TO DO:
Since pictures do not belong in the copy, please repeat every record below exactly without them.

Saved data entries
════════

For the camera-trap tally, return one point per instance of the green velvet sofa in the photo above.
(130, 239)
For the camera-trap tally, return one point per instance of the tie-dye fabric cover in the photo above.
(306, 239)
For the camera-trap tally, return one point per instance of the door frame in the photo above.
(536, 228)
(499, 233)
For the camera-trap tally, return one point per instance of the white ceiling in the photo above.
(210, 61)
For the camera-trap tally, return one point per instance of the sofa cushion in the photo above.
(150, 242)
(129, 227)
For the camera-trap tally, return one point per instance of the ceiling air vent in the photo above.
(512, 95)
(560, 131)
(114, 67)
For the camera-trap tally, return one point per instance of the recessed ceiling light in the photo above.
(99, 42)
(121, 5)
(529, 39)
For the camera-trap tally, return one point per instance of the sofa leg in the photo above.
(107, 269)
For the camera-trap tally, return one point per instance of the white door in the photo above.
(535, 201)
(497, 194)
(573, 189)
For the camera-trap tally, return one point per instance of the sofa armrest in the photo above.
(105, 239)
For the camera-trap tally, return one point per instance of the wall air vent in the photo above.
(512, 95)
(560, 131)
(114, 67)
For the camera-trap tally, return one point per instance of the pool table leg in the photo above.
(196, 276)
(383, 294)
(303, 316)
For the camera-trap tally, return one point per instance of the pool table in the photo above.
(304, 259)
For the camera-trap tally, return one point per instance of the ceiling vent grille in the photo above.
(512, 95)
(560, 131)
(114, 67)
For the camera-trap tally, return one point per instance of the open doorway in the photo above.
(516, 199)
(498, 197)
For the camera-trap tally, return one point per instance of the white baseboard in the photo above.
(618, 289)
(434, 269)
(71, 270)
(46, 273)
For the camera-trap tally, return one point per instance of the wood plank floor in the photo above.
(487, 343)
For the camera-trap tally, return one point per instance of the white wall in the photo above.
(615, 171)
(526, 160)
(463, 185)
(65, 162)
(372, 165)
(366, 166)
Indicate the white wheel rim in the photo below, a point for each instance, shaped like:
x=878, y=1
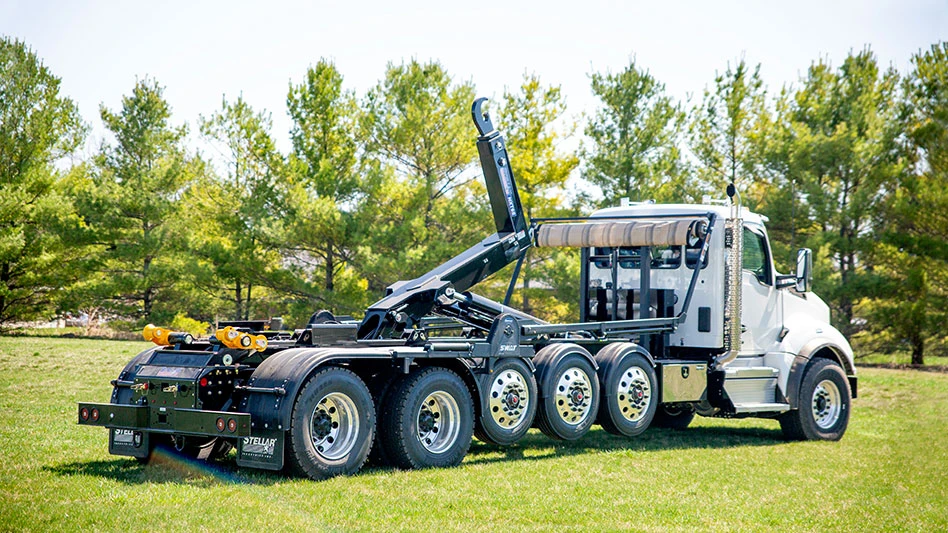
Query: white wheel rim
x=509, y=399
x=826, y=403
x=573, y=396
x=334, y=425
x=439, y=422
x=634, y=394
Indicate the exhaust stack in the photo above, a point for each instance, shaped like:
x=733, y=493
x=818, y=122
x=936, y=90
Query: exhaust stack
x=734, y=241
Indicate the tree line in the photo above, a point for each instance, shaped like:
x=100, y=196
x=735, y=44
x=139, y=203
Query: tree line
x=850, y=160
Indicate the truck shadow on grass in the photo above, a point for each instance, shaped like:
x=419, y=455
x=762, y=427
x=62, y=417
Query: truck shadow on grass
x=168, y=467
x=531, y=447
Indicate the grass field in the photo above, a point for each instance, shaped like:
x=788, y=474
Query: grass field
x=888, y=472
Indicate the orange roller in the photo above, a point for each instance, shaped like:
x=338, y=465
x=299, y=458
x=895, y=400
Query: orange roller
x=156, y=334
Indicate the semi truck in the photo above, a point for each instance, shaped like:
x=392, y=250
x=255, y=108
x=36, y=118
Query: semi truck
x=682, y=313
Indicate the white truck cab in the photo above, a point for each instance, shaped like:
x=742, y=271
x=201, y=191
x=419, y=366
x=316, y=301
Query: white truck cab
x=785, y=331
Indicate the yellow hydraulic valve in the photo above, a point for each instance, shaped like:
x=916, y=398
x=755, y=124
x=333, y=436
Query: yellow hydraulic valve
x=239, y=340
x=164, y=336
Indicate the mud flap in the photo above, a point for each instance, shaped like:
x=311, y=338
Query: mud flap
x=262, y=449
x=129, y=442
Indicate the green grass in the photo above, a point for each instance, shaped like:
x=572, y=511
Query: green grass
x=888, y=472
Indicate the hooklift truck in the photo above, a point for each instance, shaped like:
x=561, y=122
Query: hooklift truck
x=682, y=313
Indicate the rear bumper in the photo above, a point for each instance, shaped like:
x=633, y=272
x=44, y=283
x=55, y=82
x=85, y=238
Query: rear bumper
x=164, y=420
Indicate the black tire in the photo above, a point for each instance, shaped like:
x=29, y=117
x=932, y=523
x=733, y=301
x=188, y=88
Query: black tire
x=332, y=426
x=428, y=420
x=673, y=416
x=823, y=406
x=629, y=390
x=567, y=414
x=510, y=403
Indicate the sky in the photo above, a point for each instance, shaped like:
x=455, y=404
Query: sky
x=203, y=51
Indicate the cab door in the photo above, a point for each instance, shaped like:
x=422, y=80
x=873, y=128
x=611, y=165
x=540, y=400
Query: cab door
x=760, y=316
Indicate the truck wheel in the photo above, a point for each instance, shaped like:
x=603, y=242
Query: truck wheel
x=823, y=406
x=333, y=424
x=511, y=403
x=673, y=417
x=630, y=393
x=571, y=396
x=428, y=420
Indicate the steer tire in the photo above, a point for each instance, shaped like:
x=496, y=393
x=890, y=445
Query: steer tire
x=428, y=421
x=333, y=425
x=823, y=405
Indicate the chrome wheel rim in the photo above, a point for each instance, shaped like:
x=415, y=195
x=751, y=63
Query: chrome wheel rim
x=509, y=399
x=573, y=396
x=634, y=394
x=439, y=422
x=827, y=405
x=334, y=425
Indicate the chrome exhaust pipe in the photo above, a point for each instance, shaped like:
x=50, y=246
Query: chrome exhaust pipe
x=733, y=279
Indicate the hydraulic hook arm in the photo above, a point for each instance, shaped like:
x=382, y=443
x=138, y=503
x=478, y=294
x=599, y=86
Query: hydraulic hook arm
x=407, y=302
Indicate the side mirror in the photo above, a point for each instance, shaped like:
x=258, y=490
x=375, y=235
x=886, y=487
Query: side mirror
x=804, y=269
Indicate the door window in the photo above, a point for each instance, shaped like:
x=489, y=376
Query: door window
x=755, y=255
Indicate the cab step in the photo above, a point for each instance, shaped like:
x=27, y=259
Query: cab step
x=751, y=385
x=761, y=407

════════

COMPLETED TASK:
For the camera-trap tally, return one point per instance of the green velvet sofa in the photo above.
(130, 239)
For the camera-trap tally, return one point per instance of the tie-dye fabric cover in the photo above.
(306, 239)
For the camera-trap tally, return one point per instance of the door frame in the photo above.
(536, 228)
(499, 233)
For the camera-trap tally, return one point per instance of the white ceiling in the photo above.
(210, 61)
For the camera-trap tally, return one point per instance of the sofa cushion in the photo above.
(150, 242)
(129, 227)
For the camera-trap tally, return one point per instance of the ceiling air vent in the photo above.
(512, 95)
(560, 131)
(114, 67)
For the camera-trap tally, return one point per instance of the recessed ceiling light in the photo above.
(99, 42)
(121, 5)
(529, 39)
For the camera-trap tally, return one point per instance of the sofa leg in the photo above.
(107, 269)
For the camera-trap tally, return one point per instance of the white door in the photo above.
(535, 201)
(497, 194)
(573, 189)
For the camera-trap tally, return one point per instance of the sofa armrest in the photo above.
(105, 239)
For the camera-trap tally, return one point per instance of the wall air vent in the photo above.
(512, 95)
(560, 131)
(114, 67)
For the camera-trap tally, return one point per instance of the pool table leg in the photo above.
(196, 276)
(383, 294)
(303, 316)
For the camera-trap tally, return one point per instance of the pool table in the photo above.
(304, 259)
For the camera-trap tally, return one point per instance of the ceiling vent grille in the photo above.
(512, 95)
(560, 131)
(114, 67)
For the camera-trap tally, return one point per instance of the open doorway in the photo above.
(516, 199)
(498, 197)
For the camera-trap tally, return one point per instance of the white baseboard in the photo above.
(618, 289)
(434, 269)
(71, 270)
(46, 273)
For the camera-trap tally, return one point per instance of the wood plank floor in the photo above.
(487, 343)
For the camera-trap tally, return one point per instance of the white wall in the photo above.
(615, 171)
(526, 160)
(463, 185)
(65, 162)
(372, 165)
(366, 166)
Indicate the white wheel rim in the photo below, a point for each instance, shaped like:
x=878, y=1
Query: white wheel rim
x=509, y=399
x=826, y=403
x=573, y=396
x=334, y=425
x=439, y=422
x=634, y=394
Indicate the exhaust stack in the photo above, a point for each instance, shaped like:
x=733, y=493
x=818, y=122
x=936, y=90
Query: exhaust stack
x=734, y=241
Indicate the tree line in the photo above, a point for each instance, shaped like:
x=100, y=196
x=735, y=44
x=139, y=203
Query: tree line
x=850, y=160
Indicate the truck shadow on grass in the photo above, a point for each instance, shaped like:
x=419, y=455
x=762, y=427
x=62, y=417
Query: truck shadow on grass
x=168, y=467
x=531, y=447
Indicate the grass field in the photo above, a point for each instance, shaped like:
x=788, y=474
Query: grass field
x=888, y=472
Indicate the orange roller in the photo above, a point for each instance, shaped like:
x=338, y=465
x=299, y=458
x=895, y=400
Query: orange roller
x=156, y=334
Indicate the semi truck in the photo above, a point for each instance, shaped like:
x=392, y=250
x=255, y=108
x=36, y=118
Query: semi truck
x=682, y=313
Indicate the white truck cab in the photo above, a point for each instance, shaped like:
x=742, y=271
x=201, y=191
x=419, y=366
x=316, y=301
Query: white truck cab
x=785, y=331
Indicate the yellow hydraulic valve in the photo above, a point for each instance, shaped like:
x=916, y=398
x=755, y=124
x=333, y=436
Query: yellow hydraulic valve
x=239, y=340
x=164, y=336
Indicate the mud flap in the photo above, a point for each instance, shaped like:
x=311, y=338
Query: mud flap
x=262, y=449
x=129, y=442
Indicate the green grass in the photo above, a point for each instance, shaped like:
x=572, y=511
Query: green grass
x=888, y=472
Indicate the hooklift truck in the photo above, a point for each instance, shaped like:
x=561, y=122
Query: hooklift truck
x=682, y=313
Indicate the rear bumper in the photo above, a point for each instance, shaped like:
x=633, y=272
x=44, y=283
x=55, y=82
x=85, y=238
Query: rear bumper
x=164, y=420
Indicate the black tire in the photo above, a point for each instance, shaped like:
x=29, y=117
x=932, y=523
x=733, y=301
x=188, y=88
Query: black tire
x=332, y=426
x=428, y=420
x=673, y=416
x=823, y=406
x=629, y=390
x=567, y=414
x=510, y=403
Indicate the sky in the photo above, a point for each instance, shaped like:
x=455, y=404
Query: sky
x=203, y=51
Indicate the cab door in the photo above, a point for each instance, shaped like:
x=422, y=80
x=873, y=128
x=611, y=165
x=540, y=400
Query: cab door
x=760, y=316
Indicate the truck wheel in the photo above, a point for each instance, shaped like:
x=603, y=242
Query: truck wheel
x=823, y=406
x=333, y=424
x=511, y=403
x=673, y=417
x=630, y=393
x=571, y=396
x=428, y=420
Indicate the steer tire in the photo above, a point for each instance, shaped like:
x=496, y=393
x=890, y=445
Query: steer tire
x=428, y=421
x=333, y=425
x=823, y=405
Indicate the chrome wheel rim in the photo above, a point for each instance, shaped like:
x=415, y=195
x=751, y=63
Query: chrome wheel rim
x=509, y=399
x=573, y=396
x=634, y=394
x=439, y=422
x=827, y=405
x=334, y=425
Indicate the chrome exhaust pipe in the photo above, a point for each instance, shaped like:
x=50, y=246
Query: chrome exhaust pipe
x=733, y=279
Indicate the hydraulic hook arm in the photo above, a point for each instance, shaped like:
x=382, y=443
x=138, y=503
x=478, y=294
x=599, y=86
Query: hydraulic hook arm
x=407, y=302
Indicate the side mirror in the photo above, a point for each instance, shaped like:
x=258, y=490
x=375, y=235
x=886, y=487
Query: side mirror
x=804, y=269
Indicate the door window in the photo above, a point for each instance, shaped like:
x=489, y=376
Query: door window
x=755, y=255
Indicate the cab step in the photo above, a point for each instance, shaped like:
x=27, y=259
Query: cab step
x=751, y=385
x=761, y=407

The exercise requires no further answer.